> Source text
↓↓↓

• U.S.

The Press: Washington Coverage

3 minute read
TIME

A nervy reporter named William (“Fatty”) Price planted himself at the front gate of the White House to buttonhole the President’s callers as they emerged. That was in 1895 when Cleveland was President and it was the beginning of modern White House press coverage.

The history of Washington press coverage was told last week in a thorough, readable, thoughtful book* by 37-year-old Delbert Clark, manager for the last eight years of the New York Times’s Washington bureau. Less sociological than Leo Rosten’s The Washington Correspondents, his book traces the astounding growth of the Washington press corps from the period when two Congressional stenographers served as part-time reporters, to the present when more than 500 elite newsmen enjoy semiofficial status. It does not spare correspondents’ vanities and irresponsibilities nor “official efforts to conceal the unpalatable truth.” Some of Delbert Clark’s anecdotes and observations:

Invited In. The reporters who joined Fatty Price at the White House gate stayed out in the street, in fair weather and foul, for seven years until one blustery day in 1902 when Theodore Roosevelt looked out of the window, took pity on them, invited them in and gave them a cubbyhole to work in. Today the Government has provided special press quarters in every important Government building.

Temptations. Listed in the Congressional Directory, correspondents are invited to cocktails and dinners by ambassadors, senators, receive handsome gifts at Christmas, are asked for advice on momentous issues by important people. The best of them, after an initial period of giddiness, learn to defend themselves against such social lures. But a worse temptation, thinks Correspondent Clark, is the temptation for a correspondent to become first over-dignified, then over-deferential, finally timid, with a “growing inclination to accept statements at their face value, to permit invidious remarks to go unchallenged.”

Roosevelt’s Charm. Correspondent Clark’s favorite story: As Heywood Broun left the White House he said to a friend, “Did you notice he agreed with everything I said?” Replied his friend. “No he didn’t; he just smiled.”

↑↑↑

> Information
↓↓↓

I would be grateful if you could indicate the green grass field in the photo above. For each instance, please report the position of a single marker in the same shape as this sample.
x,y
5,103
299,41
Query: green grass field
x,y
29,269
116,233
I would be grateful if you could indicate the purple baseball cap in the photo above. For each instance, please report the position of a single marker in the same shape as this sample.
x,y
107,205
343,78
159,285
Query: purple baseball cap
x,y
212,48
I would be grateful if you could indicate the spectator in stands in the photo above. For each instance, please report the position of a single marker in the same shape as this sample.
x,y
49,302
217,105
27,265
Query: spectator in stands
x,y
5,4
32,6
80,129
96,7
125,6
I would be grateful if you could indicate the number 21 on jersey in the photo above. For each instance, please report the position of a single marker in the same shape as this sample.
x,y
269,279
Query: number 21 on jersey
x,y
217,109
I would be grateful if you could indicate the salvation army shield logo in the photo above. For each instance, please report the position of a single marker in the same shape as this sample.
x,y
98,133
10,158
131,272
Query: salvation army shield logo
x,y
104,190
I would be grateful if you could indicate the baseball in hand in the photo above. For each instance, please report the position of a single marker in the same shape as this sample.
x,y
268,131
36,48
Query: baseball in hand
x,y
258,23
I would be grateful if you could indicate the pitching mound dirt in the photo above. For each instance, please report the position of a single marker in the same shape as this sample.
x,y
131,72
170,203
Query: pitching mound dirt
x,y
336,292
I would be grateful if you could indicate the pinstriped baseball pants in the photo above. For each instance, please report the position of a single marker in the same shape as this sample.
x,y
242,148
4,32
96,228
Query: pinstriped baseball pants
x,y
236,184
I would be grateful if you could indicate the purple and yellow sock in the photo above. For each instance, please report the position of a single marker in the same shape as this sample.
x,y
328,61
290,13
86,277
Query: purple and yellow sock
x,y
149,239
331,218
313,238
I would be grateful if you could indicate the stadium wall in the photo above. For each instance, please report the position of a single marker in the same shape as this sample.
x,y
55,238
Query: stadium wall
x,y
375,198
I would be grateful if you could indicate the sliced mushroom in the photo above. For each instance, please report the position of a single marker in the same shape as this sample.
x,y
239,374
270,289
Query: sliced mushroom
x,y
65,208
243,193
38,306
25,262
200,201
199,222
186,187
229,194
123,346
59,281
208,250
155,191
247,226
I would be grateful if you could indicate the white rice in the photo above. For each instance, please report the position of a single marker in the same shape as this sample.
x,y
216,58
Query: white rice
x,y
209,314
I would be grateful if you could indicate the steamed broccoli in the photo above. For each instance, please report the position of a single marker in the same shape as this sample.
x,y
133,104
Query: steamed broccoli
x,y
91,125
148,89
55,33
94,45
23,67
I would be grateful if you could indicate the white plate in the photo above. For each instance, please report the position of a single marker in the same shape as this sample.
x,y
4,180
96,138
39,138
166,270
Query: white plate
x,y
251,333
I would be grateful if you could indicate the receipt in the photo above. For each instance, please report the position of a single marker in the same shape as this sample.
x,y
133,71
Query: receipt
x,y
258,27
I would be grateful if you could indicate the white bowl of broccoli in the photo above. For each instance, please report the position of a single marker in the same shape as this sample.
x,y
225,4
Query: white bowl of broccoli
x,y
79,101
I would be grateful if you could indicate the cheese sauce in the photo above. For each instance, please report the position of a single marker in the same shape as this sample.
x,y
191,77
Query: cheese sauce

↑↑↑

> Exercise brief
Carry on the TIME article about Washington press coverage from the point where it ends. The data has no connection to the TIME article on Washington press coverage.

> Result below
Since correspondents’ first enthusiasms for Franklin Roosevelt have cooled they realize “how slight is their foothold, how easy it would be, in times of genuine crisis. to … reduce their freedom to the slender confines of the Constitutional verbiage.” When President Roosevelt last year barred Correspondent Paul Mallon from White House press conferences, only one to speak out was the Times’s Charles Kurd. Moral is, thinks Clark, that Washington correspondents need an ethical organization like the American Medical Association.

Handouts. There is now one Government press agent for every two bona fide correspondents and they tend more & more to substitute propaganda for fresh information. Their deluge of mimeographed “handouts,” according to the Bureau of the Budget, now costs the Government about $1,000,000 a year.*

Sex. Clark thinks Mrs. Roosevelt does female correspondents no favor by taking them under her wing, saying in effect: “There now, don’t you fret. You just let those men be reporters if they want to—we can play at newspapers too!” He obviously has more admiration for such female pioneers as Anne Royall, a gossip columnist who sat on John Quincy Adams’ clothes on the bank of the Potomac until the bathing President granted an interview.

* Washington Dateline; Stokes; $3. * A relatively unstaggering sum compared with the total cost for all Government ”information services”—$30,000,000, or more than the entire Government spent in its first seven years. Heaviest spender is the Department of Agriculture: its 1941 information budget ($11,887,788) was bigger than that of all national defense agencies combined ($10,000,000).